• [Work instructions]:
Return the run of lines below that opens with the line containing "Guideline: for every instance of the blue" and closes with the line containing "Guideline: for every instance of the rectangular", keeping each one exact.

• [Material provided]:
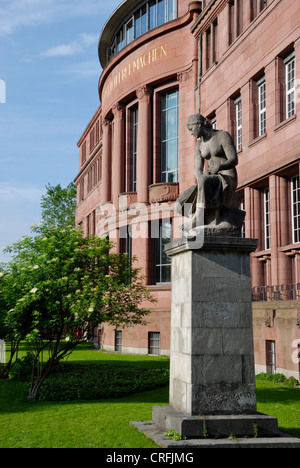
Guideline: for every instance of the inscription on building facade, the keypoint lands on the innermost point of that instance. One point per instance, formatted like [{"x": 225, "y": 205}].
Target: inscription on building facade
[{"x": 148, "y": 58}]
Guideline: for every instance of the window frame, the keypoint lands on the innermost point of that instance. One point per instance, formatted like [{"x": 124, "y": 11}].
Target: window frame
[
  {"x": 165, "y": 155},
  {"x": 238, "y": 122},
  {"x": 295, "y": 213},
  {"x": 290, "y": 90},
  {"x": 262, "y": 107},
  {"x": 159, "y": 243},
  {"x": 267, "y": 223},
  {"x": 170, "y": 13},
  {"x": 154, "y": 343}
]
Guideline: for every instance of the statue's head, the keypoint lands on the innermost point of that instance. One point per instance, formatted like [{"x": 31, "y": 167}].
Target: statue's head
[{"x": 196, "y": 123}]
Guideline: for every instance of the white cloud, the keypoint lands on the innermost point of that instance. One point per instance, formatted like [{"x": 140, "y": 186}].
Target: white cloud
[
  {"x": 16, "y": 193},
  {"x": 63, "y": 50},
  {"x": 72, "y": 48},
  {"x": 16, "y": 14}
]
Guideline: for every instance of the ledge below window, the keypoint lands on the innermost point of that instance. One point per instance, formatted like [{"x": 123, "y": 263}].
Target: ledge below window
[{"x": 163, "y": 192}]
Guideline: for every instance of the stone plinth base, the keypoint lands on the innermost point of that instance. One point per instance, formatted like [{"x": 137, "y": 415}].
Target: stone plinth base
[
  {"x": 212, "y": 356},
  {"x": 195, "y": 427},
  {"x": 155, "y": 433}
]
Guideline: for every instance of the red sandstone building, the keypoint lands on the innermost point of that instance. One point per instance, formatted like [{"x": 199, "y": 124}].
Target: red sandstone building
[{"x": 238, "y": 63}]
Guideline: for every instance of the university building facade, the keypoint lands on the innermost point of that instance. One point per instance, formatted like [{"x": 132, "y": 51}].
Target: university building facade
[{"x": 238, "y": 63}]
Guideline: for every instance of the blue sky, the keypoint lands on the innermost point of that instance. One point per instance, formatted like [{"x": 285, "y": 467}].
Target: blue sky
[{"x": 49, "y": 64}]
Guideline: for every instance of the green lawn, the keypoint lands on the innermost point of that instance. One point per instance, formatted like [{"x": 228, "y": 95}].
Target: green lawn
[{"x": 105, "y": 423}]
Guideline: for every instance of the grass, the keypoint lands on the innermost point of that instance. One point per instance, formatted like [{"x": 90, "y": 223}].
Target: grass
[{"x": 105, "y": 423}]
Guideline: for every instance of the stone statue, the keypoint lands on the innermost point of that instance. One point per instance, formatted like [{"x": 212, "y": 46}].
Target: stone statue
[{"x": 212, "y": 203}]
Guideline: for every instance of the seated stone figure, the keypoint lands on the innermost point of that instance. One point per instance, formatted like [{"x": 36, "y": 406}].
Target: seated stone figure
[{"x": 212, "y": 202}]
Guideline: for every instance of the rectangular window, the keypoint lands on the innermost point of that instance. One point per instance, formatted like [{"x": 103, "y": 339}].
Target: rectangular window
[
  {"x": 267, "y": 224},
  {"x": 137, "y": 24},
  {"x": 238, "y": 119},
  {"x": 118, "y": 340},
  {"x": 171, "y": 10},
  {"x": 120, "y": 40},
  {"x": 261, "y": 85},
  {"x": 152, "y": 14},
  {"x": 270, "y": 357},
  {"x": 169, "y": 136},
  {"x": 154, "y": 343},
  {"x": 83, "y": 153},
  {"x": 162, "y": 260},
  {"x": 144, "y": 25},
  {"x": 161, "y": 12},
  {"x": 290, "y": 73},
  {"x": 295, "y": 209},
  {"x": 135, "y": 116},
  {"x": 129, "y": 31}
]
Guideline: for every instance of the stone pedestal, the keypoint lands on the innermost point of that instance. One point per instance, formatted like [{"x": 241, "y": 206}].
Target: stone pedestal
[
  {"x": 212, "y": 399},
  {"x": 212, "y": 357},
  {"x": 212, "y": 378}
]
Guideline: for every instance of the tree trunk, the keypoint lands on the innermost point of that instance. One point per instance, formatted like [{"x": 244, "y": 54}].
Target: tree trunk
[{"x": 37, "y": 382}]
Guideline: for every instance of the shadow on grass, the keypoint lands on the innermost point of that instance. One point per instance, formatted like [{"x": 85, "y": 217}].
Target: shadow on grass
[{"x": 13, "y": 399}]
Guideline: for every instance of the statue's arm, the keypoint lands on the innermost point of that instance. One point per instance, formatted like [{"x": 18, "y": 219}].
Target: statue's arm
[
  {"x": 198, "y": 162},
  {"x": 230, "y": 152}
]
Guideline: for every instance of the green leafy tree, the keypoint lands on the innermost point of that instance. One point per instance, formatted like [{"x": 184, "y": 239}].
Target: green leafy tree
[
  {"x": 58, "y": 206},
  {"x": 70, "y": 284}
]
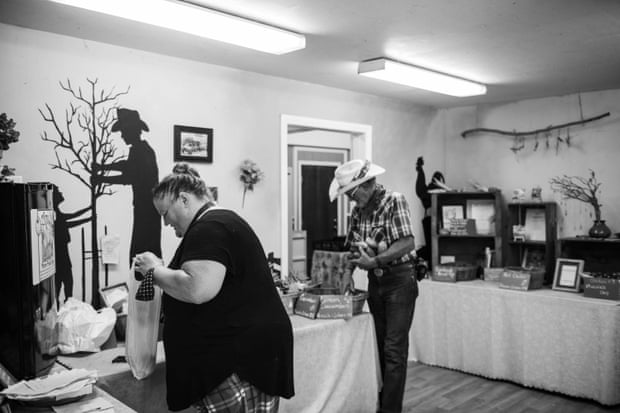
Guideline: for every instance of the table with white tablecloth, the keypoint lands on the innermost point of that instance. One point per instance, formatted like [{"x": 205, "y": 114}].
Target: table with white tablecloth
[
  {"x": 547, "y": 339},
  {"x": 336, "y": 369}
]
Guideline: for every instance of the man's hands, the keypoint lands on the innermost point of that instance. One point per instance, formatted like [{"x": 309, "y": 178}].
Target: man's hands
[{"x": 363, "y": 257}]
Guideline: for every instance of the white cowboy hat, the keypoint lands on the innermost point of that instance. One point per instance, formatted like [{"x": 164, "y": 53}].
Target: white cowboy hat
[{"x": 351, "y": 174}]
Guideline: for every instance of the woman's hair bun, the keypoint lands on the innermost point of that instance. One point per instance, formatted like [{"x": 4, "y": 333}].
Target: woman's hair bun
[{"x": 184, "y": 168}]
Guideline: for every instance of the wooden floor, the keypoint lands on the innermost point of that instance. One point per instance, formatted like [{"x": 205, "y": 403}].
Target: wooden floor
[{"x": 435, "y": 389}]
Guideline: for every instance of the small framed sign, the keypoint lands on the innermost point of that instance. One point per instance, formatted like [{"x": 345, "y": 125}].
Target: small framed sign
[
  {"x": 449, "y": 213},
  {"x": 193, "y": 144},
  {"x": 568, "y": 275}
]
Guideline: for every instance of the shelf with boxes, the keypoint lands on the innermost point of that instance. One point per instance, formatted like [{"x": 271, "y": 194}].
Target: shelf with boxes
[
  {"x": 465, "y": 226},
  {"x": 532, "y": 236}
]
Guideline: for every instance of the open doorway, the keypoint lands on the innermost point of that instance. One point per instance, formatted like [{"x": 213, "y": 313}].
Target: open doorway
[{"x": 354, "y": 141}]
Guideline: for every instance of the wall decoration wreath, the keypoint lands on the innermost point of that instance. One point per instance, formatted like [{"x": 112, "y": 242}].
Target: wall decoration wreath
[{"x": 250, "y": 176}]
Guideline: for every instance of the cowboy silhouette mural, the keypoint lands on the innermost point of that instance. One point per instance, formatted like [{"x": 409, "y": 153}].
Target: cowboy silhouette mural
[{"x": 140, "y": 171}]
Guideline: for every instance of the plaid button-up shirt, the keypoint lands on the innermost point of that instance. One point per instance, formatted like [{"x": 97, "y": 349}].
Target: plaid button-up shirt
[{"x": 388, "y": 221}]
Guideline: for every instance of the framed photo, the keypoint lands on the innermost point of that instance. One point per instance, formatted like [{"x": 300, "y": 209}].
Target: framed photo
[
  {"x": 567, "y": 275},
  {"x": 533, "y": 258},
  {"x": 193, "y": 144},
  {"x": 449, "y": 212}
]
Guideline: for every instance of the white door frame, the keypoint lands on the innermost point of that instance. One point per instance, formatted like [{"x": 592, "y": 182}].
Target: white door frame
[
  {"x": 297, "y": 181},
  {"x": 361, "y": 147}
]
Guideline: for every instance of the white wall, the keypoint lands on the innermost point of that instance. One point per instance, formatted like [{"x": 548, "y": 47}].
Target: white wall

• [Answer space]:
Guideline: for every instance of the blue sky, the keypoint lands on the innermost point of that instance. One point per instance, formatted like [{"x": 285, "y": 467}].
Target: blue sky
[{"x": 49, "y": 64}]
Guideline: for every instance of the green lawn, the keypoint lands on the innermost point of that instance. One point per instance, formatted like [{"x": 228, "y": 95}].
Target: green lawn
[{"x": 105, "y": 423}]
Guideline: for every instance of the grass, the keypoint lands on the innermost point of that instance. One point per instance, formatted like [{"x": 90, "y": 223}].
Target: grass
[{"x": 105, "y": 423}]
Guideline: for every instance of the stone statue, the keypoint lands on the innermost point of that instance. One point per instance, formatted like [{"x": 212, "y": 46}].
Target: stone statue
[{"x": 212, "y": 203}]
Guideline: for every instance of the seated stone figure, the keypoint lands on the innermost point of that instance. One point per instance, formatted like [{"x": 36, "y": 406}].
Target: seated stone figure
[{"x": 212, "y": 202}]
Guideline: for every instance of the rectangular window, the keypoint lands on the innermost point of that instance. One point per instance, formatted like [{"x": 103, "y": 339}].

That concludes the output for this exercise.